#### WHAT IS REQUIRED:
Quote every one of the entries below word for word, without changing anything.

#### Location identification entries:
========================================================================
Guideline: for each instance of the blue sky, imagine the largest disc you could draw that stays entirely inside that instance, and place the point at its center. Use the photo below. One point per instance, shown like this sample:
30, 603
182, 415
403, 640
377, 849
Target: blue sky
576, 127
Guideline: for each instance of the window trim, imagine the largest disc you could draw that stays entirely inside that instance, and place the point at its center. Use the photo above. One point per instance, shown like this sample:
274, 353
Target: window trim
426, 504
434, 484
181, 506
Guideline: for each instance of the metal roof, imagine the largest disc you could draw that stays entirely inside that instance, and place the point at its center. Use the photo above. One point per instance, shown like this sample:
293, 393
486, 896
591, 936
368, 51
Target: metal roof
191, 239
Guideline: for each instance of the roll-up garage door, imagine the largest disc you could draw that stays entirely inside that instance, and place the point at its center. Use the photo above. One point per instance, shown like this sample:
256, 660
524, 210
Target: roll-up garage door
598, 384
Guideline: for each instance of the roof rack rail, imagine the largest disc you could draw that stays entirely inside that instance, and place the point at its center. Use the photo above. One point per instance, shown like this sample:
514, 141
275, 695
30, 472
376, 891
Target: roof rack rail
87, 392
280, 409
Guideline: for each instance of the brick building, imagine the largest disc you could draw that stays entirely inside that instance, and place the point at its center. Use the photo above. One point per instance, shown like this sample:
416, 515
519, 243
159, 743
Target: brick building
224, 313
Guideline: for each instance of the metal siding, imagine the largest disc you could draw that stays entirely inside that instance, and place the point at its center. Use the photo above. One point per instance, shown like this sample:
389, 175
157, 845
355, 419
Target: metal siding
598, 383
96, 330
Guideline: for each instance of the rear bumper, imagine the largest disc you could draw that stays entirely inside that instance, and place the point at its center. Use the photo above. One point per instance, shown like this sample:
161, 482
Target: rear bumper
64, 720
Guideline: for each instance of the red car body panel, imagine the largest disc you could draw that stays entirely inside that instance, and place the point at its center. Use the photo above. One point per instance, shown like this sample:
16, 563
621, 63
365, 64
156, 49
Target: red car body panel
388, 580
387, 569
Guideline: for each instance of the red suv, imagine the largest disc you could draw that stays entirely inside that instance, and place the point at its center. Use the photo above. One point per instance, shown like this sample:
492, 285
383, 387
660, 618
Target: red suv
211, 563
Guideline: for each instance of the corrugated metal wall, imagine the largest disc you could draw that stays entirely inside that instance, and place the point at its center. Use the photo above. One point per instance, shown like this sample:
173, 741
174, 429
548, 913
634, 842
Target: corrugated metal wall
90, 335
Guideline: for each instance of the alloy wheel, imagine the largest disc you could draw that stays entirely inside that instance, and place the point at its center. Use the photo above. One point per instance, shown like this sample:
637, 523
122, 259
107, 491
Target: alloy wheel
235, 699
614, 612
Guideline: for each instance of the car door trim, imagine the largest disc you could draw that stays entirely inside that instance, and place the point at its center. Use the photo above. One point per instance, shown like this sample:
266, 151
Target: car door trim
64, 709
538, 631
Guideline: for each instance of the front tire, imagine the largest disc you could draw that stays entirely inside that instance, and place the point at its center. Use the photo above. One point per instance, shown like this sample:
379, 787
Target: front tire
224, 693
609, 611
========================================================================
#### SOLUTION TO THIS TASK:
Guideline: for each instance of the blue sky, imagine the largest disc you could draw that stays entirely inside that instance, and place the point at its center. Use the photo below. One point per instance, shown like this sample:
30, 603
182, 415
403, 640
377, 849
Target: blue sky
576, 127
Guideline: for each instance of the window trim, imagine the largest disc you could draw that stays entirely inside that instance, and place the point at its center. Use the photo above. One point per instance, shown like this sample:
274, 353
Target: window trim
426, 504
434, 484
181, 506
Guideline: for each instance of the metal roof, imagine the largest disc you could draw that stays entirely inside that instance, and place the point at its center. Use the photo above. One point per instance, shown like this sample:
293, 393
486, 896
591, 936
368, 51
Target: metal roof
191, 239
Guideline: for each instance of the roll-up garage door, imagine the largest disc you could draw that stays entirely inside that instance, and place the point at its center. Use the photo above. One point per instance, shown like this sample:
256, 660
524, 210
Target: roll-up garage door
598, 384
Guideline: for each instance of the roof rack rail, imagine the largest disc you could draw that stays entirely inside that instance, and place the point at its center. Use the photo above. One point per instance, shown like this sample:
514, 141
275, 695
30, 472
376, 891
Target: roof rack rail
87, 392
280, 409
Guideline: for each instance of the brick building, imagine the largest disc you could draw that stays entirely inside that instance, and place the point at its center. Use the photo above. One point per instance, shown like this sample:
416, 515
519, 243
159, 743
Target: brick building
224, 313
Guideline: for each instance of the metal siding, imagine the largest disc you could draw that stays entirely inside that instance, and place the point at its center. Use the photo above. One point per instance, shown like this sample:
389, 175
157, 845
355, 419
Target: metal siding
598, 383
96, 330
Guideline: for each instance of the rear bumper, imagine the largest disc you could draw that stays entirely inside that instance, and place the point at its center. Use the photo above. One point per instance, shown like this sample:
161, 482
Target: rear bumper
64, 720
Guideline: for each instance of the red car body panel, imagine the largest disc you could draw that stays entirely inside that instance, and place the point at its center. Use the photo above. One point per instance, shown like this sample:
16, 563
621, 63
365, 64
156, 49
Target: red car body panel
388, 580
387, 569
Guideline: for each instance of the red suv, imagine the largest disc you could draw that stays entirely inside that instance, and place the point at its center. Use the photo above. One point per instance, shown like this sample:
492, 285
383, 387
660, 618
Target: red suv
211, 563
Guideline: for each instance of the corrugated metal wall, imagine the largest disc you could draw that stays entirely inside that instance, and place the point at its center. Use the photo above. One point per instance, shown like this sample:
173, 741
174, 429
548, 913
634, 842
Target: corrugated metal wall
90, 335
Guideline: for each instance of the alloy wheel, imagine the largest disc you could draw that stays entirely inside that instance, and place the point at its center. Use the photo above. One point per instance, shown like this sample:
637, 523
122, 259
107, 491
Target: alloy wheel
235, 699
614, 612
Guideline: for each instance of the car door trim, imagine the largest disc you could draw that stays entirely inside that instance, and place the point at its center. Use the photo above. One point per instance, shown like this sample:
266, 151
Target: car door trim
64, 709
538, 631
Guideline: for each instance of the front tire, imagine the largest disc you could draw that stays entirely inside that instance, and place the point at its center. Use the photo above. One point per instance, shown like this sample:
379, 787
Target: front tire
224, 693
609, 611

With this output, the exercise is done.